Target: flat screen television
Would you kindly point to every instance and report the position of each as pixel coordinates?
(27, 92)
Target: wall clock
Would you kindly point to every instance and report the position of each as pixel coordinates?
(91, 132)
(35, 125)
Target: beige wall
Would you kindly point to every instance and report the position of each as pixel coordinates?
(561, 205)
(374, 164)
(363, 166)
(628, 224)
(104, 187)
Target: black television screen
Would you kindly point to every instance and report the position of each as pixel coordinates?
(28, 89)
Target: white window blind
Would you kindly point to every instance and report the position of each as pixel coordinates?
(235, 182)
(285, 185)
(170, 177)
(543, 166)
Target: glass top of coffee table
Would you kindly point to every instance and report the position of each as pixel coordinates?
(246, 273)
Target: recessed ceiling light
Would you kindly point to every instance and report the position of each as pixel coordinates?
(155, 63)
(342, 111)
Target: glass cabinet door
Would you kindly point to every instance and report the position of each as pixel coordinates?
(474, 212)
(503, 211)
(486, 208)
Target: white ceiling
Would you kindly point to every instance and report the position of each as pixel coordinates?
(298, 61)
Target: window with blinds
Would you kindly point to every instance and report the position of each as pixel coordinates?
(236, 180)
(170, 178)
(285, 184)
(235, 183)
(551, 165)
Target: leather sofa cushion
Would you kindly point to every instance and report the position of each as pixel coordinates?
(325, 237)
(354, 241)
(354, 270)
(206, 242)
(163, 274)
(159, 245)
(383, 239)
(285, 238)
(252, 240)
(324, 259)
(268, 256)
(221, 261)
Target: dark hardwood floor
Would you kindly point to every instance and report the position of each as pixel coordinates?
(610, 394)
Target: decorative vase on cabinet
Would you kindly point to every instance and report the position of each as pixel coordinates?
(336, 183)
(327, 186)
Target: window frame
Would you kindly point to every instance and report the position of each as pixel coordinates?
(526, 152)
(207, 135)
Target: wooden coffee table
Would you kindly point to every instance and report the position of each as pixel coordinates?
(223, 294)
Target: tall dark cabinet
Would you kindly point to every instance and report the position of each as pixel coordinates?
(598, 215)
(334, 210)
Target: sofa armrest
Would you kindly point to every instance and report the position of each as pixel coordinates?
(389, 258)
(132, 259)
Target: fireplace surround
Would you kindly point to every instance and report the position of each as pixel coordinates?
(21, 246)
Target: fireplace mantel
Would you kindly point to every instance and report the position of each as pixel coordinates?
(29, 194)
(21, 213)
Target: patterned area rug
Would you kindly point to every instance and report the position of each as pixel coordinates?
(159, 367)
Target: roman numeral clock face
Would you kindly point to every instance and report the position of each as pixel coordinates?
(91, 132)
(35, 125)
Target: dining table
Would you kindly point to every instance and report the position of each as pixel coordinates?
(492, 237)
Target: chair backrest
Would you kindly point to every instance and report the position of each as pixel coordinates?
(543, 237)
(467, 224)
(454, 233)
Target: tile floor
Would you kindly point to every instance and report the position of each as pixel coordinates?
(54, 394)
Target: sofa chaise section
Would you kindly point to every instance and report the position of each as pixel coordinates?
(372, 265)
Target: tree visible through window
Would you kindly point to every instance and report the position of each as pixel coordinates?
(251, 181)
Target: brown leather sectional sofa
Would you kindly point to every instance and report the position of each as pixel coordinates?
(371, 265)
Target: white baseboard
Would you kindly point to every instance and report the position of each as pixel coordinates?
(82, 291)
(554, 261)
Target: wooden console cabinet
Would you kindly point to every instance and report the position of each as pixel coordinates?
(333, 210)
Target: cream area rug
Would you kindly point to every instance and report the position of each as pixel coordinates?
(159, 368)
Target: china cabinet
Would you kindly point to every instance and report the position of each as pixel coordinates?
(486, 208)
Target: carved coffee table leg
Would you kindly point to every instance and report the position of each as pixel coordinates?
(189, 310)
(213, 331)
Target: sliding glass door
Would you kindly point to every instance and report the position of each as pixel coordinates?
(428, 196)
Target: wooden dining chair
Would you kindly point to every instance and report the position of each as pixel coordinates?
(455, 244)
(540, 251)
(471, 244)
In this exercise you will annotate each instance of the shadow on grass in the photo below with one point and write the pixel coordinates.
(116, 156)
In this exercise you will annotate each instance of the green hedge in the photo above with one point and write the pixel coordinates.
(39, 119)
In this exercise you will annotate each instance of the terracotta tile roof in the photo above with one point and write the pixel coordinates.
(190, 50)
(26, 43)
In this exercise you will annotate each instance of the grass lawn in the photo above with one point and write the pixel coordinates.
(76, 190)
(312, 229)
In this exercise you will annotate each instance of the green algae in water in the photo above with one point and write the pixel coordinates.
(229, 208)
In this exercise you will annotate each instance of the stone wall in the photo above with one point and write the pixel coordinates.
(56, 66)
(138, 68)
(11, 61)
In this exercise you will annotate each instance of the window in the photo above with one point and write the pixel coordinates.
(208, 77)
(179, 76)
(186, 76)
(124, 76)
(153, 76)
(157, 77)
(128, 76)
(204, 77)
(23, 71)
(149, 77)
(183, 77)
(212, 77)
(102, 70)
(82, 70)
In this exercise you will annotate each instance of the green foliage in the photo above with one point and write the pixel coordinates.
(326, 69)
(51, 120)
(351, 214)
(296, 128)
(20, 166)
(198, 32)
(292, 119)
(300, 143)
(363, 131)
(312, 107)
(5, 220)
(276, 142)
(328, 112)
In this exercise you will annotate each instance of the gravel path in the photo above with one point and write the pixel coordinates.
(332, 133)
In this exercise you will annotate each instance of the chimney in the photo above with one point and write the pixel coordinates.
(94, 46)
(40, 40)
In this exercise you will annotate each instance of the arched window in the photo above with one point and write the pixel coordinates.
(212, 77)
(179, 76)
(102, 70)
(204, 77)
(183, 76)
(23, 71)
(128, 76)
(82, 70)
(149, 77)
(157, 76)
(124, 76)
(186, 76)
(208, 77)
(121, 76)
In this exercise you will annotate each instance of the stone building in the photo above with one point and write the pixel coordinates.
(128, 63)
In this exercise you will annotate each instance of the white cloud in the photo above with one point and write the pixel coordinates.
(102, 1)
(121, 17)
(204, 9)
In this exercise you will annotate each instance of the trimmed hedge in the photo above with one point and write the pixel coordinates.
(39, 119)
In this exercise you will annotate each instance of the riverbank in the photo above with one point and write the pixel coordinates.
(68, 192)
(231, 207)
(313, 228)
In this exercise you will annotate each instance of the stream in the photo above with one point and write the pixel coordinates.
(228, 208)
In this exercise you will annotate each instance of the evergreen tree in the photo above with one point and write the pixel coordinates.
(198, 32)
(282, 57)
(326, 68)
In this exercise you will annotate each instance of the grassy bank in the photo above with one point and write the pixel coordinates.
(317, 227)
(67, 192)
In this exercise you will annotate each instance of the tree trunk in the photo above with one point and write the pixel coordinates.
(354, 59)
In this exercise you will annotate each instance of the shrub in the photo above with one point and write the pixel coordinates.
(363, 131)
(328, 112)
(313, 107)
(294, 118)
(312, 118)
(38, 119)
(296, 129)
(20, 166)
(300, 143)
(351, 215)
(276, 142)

» **Exercise**: Every line of the records above needs to be given again exactly.

» **Solution to the problem**:
Target: flat screen television
Would you kindly point to every instance and report the position of each as pixel coordinates?
(27, 92)
Target: wall clock
Would you kindly point to every instance and report the position of each as pixel coordinates?
(91, 132)
(35, 125)
Target: beige wall
Would you kindly point to every instance and report the position of each as pixel coordinates?
(561, 205)
(374, 164)
(363, 166)
(628, 224)
(104, 187)
Target: black television screen
Would you kindly point to every instance and report the position of each as pixel coordinates?
(28, 89)
Target: white window blind
Would you kindly point to every instance and report the position of each as pixel coordinates?
(235, 182)
(285, 185)
(170, 177)
(543, 166)
Target: glass top of coffee table
Would you kindly point to every instance and report the position of each as pixel coordinates?
(246, 273)
Target: recessed ceiling light
Would you kindly point to every instance and report the position of each as pixel coordinates?
(155, 63)
(342, 111)
Target: glass cabinet door
Would you kindly point to every instance and report the position of each as pixel coordinates?
(474, 212)
(503, 211)
(486, 208)
Target: white ceiling
Would you kindly point to every instance and report the position of each as pixel coordinates?
(298, 61)
Target: window with blinds
Would you kindly point to every instance and report the position of each as pixel coordinates?
(236, 180)
(170, 178)
(285, 184)
(235, 183)
(551, 165)
Target: leather sofa cushion
Would you kindly point to every instance and report the position of each as pixel coordinates?
(325, 237)
(354, 241)
(354, 270)
(206, 242)
(163, 274)
(159, 245)
(383, 239)
(285, 238)
(252, 240)
(324, 259)
(268, 256)
(221, 261)
Target: dark hardwood floor
Would you kindly point to every instance and report the position of each as pixel coordinates?
(610, 394)
Target: decorative vase on cabinet
Would you kindly point to every instance and report the position of each as pixel coordinates?
(336, 183)
(327, 186)
Target: window frame
Would you kindly point to every instance and report the position of each as pixel coordinates?
(526, 152)
(207, 135)
Target: wooden coffee table
Would you kindly point to every instance and report the position of each as pixel coordinates?
(223, 294)
Target: tall dark cabinet
Would you kindly point to every instance and report the position of each as pixel coordinates?
(598, 215)
(334, 210)
Target: sofa armrest
Would you kindly point to every instance and report the position of each as pixel coordinates?
(389, 258)
(132, 259)
Target: fireplace surround
Would you kindly point to every instance and report the position of each as pixel coordinates?
(21, 246)
Target: fireplace mantel
Would you kindly point to every instance and report the position of each as pixel coordinates?
(29, 194)
(21, 213)
Target: patterned area rug
Would you kindly point to every instance and report the position of each as pixel coordinates?
(159, 367)
Target: roman numeral clock face
Would you kindly point to every instance and report the position of each as pixel coordinates?
(91, 132)
(35, 125)
Target: dining table
Would you kindly point to every instance and report the position of each as pixel coordinates?
(492, 237)
Target: chair backrest
Would you kindly point to every instance and report the position of each as pixel coordinates?
(543, 237)
(467, 224)
(454, 233)
Target: tile floor
Would you kindly point to every instance and report the position of each as pixel coordinates?
(54, 394)
Target: sofa chaise section
Would you kindly point to every instance and report the position of each as pixel coordinates?
(372, 265)
Target: tree visible through window
Would you kindly point to every instance and report the position of each as pixel coordinates?
(251, 181)
Target: brown leather sectional sofa
Would you kindly point to every instance and report the position of each as pixel coordinates?
(371, 265)
Target: white baseboard
Would you kindly point to every instance and report the position of each as pixel coordinates?
(82, 291)
(554, 261)
Target: wooden console cabinet
Would you kindly point to every instance and report the position of each as pixel coordinates?
(333, 210)
Target: cream area rug
Would you kindly point to every instance and report the position of each as pixel coordinates?
(159, 368)
Target: china cabinet
Would you kindly point to every instance and report the position of each as pixel coordinates?
(486, 208)
Target: carved coffee table leg
Would you kindly point to every instance and report the position of each as pixel coordinates?
(189, 310)
(213, 331)
Target: sliding glass door
Would you kindly point to every instance and report the position of each as pixel coordinates?
(428, 196)
Target: wooden dining chair
Would you kindly point to every instance and report the position of each as pixel coordinates?
(455, 244)
(540, 251)
(471, 244)
In this exercise you will annotate each instance of the shadow on grass in the photo below with one point and write the pixel coordinates.
(116, 156)
In this exercise you will annotate each instance of the green hedge in the photo above with one point and write the pixel coordinates.
(39, 119)
In this exercise you will annotate each instance of the terracotta tile roof in the photo above with one point and write the pixel coordinates.
(190, 50)
(26, 43)
In this exercise you will annotate each instance of the grass lawn in the photo above with one point and write the pixel coordinates.
(76, 190)
(312, 229)
In this exercise you will annotate each instance of the green algae in water in the photo above with one point and write the pixel coordinates.
(229, 208)
In this exercise you will annotate each instance of the stone wall in the photo above with one point and write the pixel coordinates.
(56, 66)
(138, 68)
(11, 61)
In this exercise you will annotate each instance of the window in the photo above with one point and write the pixel coordinates.
(208, 77)
(179, 76)
(186, 76)
(124, 76)
(153, 76)
(157, 77)
(128, 76)
(204, 77)
(23, 71)
(149, 77)
(183, 77)
(212, 77)
(102, 70)
(82, 70)
In this exercise you will annotate each instance of the green foliage in the photo above with one point and write the pixel coordinates.
(326, 69)
(51, 120)
(351, 214)
(296, 128)
(20, 166)
(198, 32)
(292, 119)
(300, 143)
(363, 131)
(312, 107)
(5, 220)
(276, 142)
(328, 112)
In this exercise you will annotate each instance of the gravel path in the photo above with one point and write the pixel coordinates.
(332, 133)
In this exercise you will annotate each instance of the chimney in the photo above with one point and write the pixel coordinates.
(94, 46)
(40, 40)
In this exercise you will annotate each instance of the arched window in the photo above with one point and write the pixel coordinates.
(212, 77)
(179, 76)
(102, 70)
(204, 77)
(183, 76)
(23, 71)
(128, 76)
(82, 70)
(149, 77)
(157, 76)
(124, 76)
(186, 76)
(208, 77)
(121, 76)
In this exercise you will annotate each instance of the stone building in the photo above with one point and write the pixel coordinates.
(128, 63)
In this exercise you will annotate each instance of the white cloud in the photo above with one point and write the pixel coordinates.
(102, 1)
(121, 17)
(204, 9)
In this exercise you will annotate each instance of the trimmed hedge in the photo above with one point and write the pixel coordinates.
(39, 119)
In this exercise you will annotate each instance of the riverbank in the photo above with one point and write the pixel coordinates.
(68, 192)
(231, 207)
(313, 228)
In this exercise you will annotate each instance of the stream in the photo above with one point and write the pixel coordinates.
(228, 208)
In this exercise you will annotate each instance of the evergreen tree in the photo above with one point and write the pixel coordinates.
(198, 32)
(282, 57)
(326, 68)
In this exercise you will annotate each instance of the grassy bank in the photo above with one point and write the pixel coordinates.
(317, 227)
(67, 192)
In this exercise you will annotate each instance of the tree trunk in the photo above with one point and write the pixel coordinates.
(354, 59)
In this exercise you will annotate each instance of the shrub in the photo above with one point and write the pixel coordinates.
(363, 131)
(328, 112)
(313, 107)
(294, 118)
(312, 118)
(38, 119)
(296, 129)
(20, 166)
(300, 143)
(351, 215)
(276, 142)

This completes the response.